What is required: Will you print the material below without altering a single character?

Pointing and labeling entries
--- start ---

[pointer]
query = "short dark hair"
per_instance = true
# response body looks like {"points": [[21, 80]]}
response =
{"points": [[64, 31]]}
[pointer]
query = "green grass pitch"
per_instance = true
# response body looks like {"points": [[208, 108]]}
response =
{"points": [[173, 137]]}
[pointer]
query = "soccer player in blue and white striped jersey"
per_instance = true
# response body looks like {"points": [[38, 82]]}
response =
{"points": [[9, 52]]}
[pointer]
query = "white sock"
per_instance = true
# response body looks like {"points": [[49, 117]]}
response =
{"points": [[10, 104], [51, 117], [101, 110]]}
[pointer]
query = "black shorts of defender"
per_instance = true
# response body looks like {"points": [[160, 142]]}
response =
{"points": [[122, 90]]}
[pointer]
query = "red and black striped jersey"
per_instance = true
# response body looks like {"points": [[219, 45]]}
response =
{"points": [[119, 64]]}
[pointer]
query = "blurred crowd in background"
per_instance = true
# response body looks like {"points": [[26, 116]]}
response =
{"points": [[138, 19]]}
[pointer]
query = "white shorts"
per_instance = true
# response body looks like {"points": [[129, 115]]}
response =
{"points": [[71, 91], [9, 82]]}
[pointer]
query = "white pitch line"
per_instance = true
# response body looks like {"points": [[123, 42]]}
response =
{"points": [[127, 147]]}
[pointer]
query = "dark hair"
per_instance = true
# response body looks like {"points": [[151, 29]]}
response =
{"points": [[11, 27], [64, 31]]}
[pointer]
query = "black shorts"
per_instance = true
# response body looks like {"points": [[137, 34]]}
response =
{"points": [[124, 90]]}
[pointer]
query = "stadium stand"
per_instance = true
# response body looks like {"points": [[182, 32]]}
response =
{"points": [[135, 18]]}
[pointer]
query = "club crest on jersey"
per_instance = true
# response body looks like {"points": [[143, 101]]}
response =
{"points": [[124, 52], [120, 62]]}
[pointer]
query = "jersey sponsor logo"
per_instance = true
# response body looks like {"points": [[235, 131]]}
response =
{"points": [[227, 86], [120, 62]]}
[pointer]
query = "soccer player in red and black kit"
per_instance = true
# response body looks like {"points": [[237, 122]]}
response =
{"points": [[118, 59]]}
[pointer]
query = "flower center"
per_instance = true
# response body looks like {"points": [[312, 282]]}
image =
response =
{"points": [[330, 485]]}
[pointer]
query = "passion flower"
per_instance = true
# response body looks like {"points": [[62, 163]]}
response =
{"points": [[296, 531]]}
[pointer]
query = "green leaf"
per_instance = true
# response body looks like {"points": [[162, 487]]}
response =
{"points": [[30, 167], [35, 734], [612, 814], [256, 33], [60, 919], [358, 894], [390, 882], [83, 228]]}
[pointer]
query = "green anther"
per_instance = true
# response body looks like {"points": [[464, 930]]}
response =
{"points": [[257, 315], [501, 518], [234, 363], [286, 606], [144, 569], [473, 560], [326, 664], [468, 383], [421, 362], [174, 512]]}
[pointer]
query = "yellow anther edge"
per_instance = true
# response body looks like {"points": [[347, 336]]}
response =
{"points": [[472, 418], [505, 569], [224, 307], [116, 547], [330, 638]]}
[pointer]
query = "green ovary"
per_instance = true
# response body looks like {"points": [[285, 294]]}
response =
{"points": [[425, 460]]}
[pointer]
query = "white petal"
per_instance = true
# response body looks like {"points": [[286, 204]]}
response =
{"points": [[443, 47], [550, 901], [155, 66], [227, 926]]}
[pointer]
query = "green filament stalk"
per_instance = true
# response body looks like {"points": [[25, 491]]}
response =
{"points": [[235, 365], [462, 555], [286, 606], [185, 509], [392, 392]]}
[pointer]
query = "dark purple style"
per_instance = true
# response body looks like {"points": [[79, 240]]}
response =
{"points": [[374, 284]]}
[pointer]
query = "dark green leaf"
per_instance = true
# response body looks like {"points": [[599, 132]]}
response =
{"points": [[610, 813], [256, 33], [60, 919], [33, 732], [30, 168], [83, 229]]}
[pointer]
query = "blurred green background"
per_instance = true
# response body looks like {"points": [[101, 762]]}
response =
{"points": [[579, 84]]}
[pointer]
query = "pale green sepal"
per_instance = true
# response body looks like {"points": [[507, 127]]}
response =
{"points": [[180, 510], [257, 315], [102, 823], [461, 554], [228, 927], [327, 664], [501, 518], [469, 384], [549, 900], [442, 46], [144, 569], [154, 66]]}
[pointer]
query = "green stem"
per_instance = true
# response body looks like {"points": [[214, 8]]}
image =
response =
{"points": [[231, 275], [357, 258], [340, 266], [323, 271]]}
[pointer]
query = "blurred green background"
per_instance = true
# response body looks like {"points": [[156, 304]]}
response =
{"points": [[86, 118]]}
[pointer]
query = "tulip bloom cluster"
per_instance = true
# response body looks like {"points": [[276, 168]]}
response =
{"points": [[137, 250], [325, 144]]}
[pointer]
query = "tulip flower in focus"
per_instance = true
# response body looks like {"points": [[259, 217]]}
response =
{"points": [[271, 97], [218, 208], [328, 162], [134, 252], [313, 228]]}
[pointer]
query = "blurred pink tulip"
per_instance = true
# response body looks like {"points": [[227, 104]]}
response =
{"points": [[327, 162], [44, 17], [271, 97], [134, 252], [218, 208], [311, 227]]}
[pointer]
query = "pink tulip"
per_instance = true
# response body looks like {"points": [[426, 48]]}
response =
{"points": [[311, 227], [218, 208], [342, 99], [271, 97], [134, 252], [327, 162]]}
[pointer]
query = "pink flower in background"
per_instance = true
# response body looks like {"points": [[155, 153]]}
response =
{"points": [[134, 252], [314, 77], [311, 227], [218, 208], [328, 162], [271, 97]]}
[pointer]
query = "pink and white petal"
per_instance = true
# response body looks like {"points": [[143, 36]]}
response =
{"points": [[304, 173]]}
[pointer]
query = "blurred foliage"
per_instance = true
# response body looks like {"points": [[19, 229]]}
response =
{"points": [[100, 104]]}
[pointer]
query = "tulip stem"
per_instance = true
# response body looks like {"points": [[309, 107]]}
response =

--- end ---

Result below:
[pointer]
query = "short dark hair"
per_instance = true
# response body looks like {"points": [[21, 80]]}
response =
{"points": [[64, 31]]}
[pointer]
query = "green grass pitch"
per_instance = true
# response body looks like {"points": [[208, 108]]}
response =
{"points": [[173, 137]]}
[pointer]
query = "soccer player in blue and white striped jersey"
per_instance = true
# response body looks like {"points": [[38, 82]]}
response =
{"points": [[9, 52]]}
[pointer]
query = "white sock"
per_instance = true
# response body looks like {"points": [[49, 117]]}
response =
{"points": [[10, 104], [51, 117], [101, 110]]}
[pointer]
query = "black shorts of defender"
per_instance = true
# response body looks like {"points": [[160, 142]]}
response =
{"points": [[122, 90]]}
[pointer]
query = "red and black striped jersey"
per_instance = true
# response body looks like {"points": [[219, 45]]}
response =
{"points": [[119, 64]]}
[pointer]
query = "blurred crowd in background"
per_instance = true
# response body looks like {"points": [[26, 116]]}
response =
{"points": [[138, 19]]}
[pointer]
query = "white shorts"
per_instance = true
# response body looks like {"points": [[129, 115]]}
response =
{"points": [[71, 91], [9, 82]]}
[pointer]
query = "white pitch line"
per_instance = true
# response body looks like {"points": [[123, 42]]}
response =
{"points": [[127, 147]]}
[pointer]
query = "dark hair"
per_instance = true
# response body looks like {"points": [[151, 29]]}
response =
{"points": [[11, 27], [64, 31]]}
[pointer]
query = "black shorts"
per_instance = true
# response body looks like {"points": [[137, 34]]}
response =
{"points": [[124, 90]]}
[pointer]
query = "stadium stand"
per_instance = true
# response body looks like {"points": [[182, 32]]}
response =
{"points": [[135, 18]]}
[pointer]
query = "club crest on jersey"
per_instance = true
# response body looks like {"points": [[143, 101]]}
response =
{"points": [[124, 52], [120, 62]]}
[pointer]
query = "jersey sponsor logo"
per_instance = true
# response body looks like {"points": [[235, 131]]}
response =
{"points": [[227, 86], [120, 62]]}
[pointer]
query = "soccer player in red and black kit"
per_instance = true
# response body looks like {"points": [[237, 122]]}
response =
{"points": [[118, 59]]}
[pointer]
query = "flower center"
per_instance = true
# response body looks like {"points": [[312, 282]]}
image =
response =
{"points": [[330, 485]]}
[pointer]
query = "passion flower"
per_instance = true
# response body looks like {"points": [[62, 163]]}
response =
{"points": [[296, 531]]}
[pointer]
query = "green leaf"
per_instance = true
# response body looks like {"points": [[162, 487]]}
response =
{"points": [[30, 167], [35, 734], [612, 814], [256, 33], [60, 919], [358, 894], [390, 882], [83, 228]]}
[pointer]
query = "green anther"
per_instance = true
# response body looks like {"points": [[464, 930]]}
response =
{"points": [[257, 315], [501, 518], [234, 363], [286, 606], [144, 569], [473, 560], [326, 664], [468, 383], [421, 362], [174, 512]]}
[pointer]
query = "yellow anther edge"
per_instance = true
# response body looks like {"points": [[347, 336]]}
response =
{"points": [[472, 418], [505, 569], [224, 307], [116, 547], [330, 638]]}
[pointer]
query = "green ovary"
per_instance = true
# response body looks like {"points": [[285, 294]]}
response =
{"points": [[425, 460]]}
[pointer]
query = "white petal"
per_instance = true
# response body looks like {"points": [[286, 204]]}
response =
{"points": [[443, 47], [550, 901], [155, 66], [227, 926]]}
[pointer]
query = "green filament stalk"
per_instance = true
# response body looks like {"points": [[25, 491]]}
response =
{"points": [[235, 365], [462, 555], [286, 606], [185, 509], [392, 392]]}
[pointer]
query = "dark purple style"
per_instance = true
# response body looks like {"points": [[79, 240]]}
response =
{"points": [[374, 284]]}
[pointer]
query = "dark green leaf"
per_instance = true
# response body looks like {"points": [[599, 132]]}
response =
{"points": [[610, 813], [256, 33], [60, 919], [33, 732], [30, 168], [83, 229]]}
[pointer]
query = "blurred green background"
per_instance = true
# response body looks like {"points": [[101, 762]]}
response =
{"points": [[579, 84]]}
[pointer]
query = "pale green sepal"
per_instance = true
# response body looks like {"points": [[507, 127]]}
response =
{"points": [[180, 510], [257, 315], [102, 823], [461, 554], [228, 927], [327, 664], [501, 518], [469, 384], [549, 900], [442, 46], [144, 569], [154, 66]]}
[pointer]
query = "green stem"
per_instance = true
# response body looks like {"points": [[214, 8]]}
image =
response =
{"points": [[231, 275], [357, 258], [340, 266], [323, 271]]}
[pointer]
query = "blurred green background"
per_instance = true
# response body looks like {"points": [[156, 304]]}
response =
{"points": [[86, 118]]}
[pointer]
query = "tulip bloom cluster"
per_instance = true
# response body looks like {"points": [[276, 168]]}
response =
{"points": [[137, 250], [325, 144]]}
[pointer]
query = "tulip flower in focus"
per_instance = true
# response body looks like {"points": [[259, 217]]}
response =
{"points": [[271, 97], [218, 208], [328, 162], [134, 252], [313, 228]]}
[pointer]
query = "blurred pink tulip"
per_instance = true
# response body looks like {"points": [[227, 104]]}
response =
{"points": [[327, 162], [44, 17], [271, 97], [134, 252], [218, 208], [311, 227]]}
[pointer]
query = "pink tulip"
per_instance = true
# response body looks like {"points": [[426, 48]]}
response =
{"points": [[311, 227], [218, 208], [342, 99], [271, 97], [134, 252], [327, 162]]}
[pointer]
query = "pink flower in background"
per_instance = true
# response body looks like {"points": [[155, 153]]}
response =
{"points": [[134, 252], [314, 77], [311, 227], [218, 208], [328, 162], [271, 97]]}
[pointer]
query = "pink and white petal"
per_instance = true
# response body looks like {"points": [[143, 36]]}
response =
{"points": [[304, 173]]}
[pointer]
query = "blurred foliage"
per_instance = true
# response body looks like {"points": [[19, 229]]}
response =
{"points": [[100, 104]]}
[pointer]
query = "tulip stem"
per_instance = true
# response body looks like {"points": [[309, 107]]}
response =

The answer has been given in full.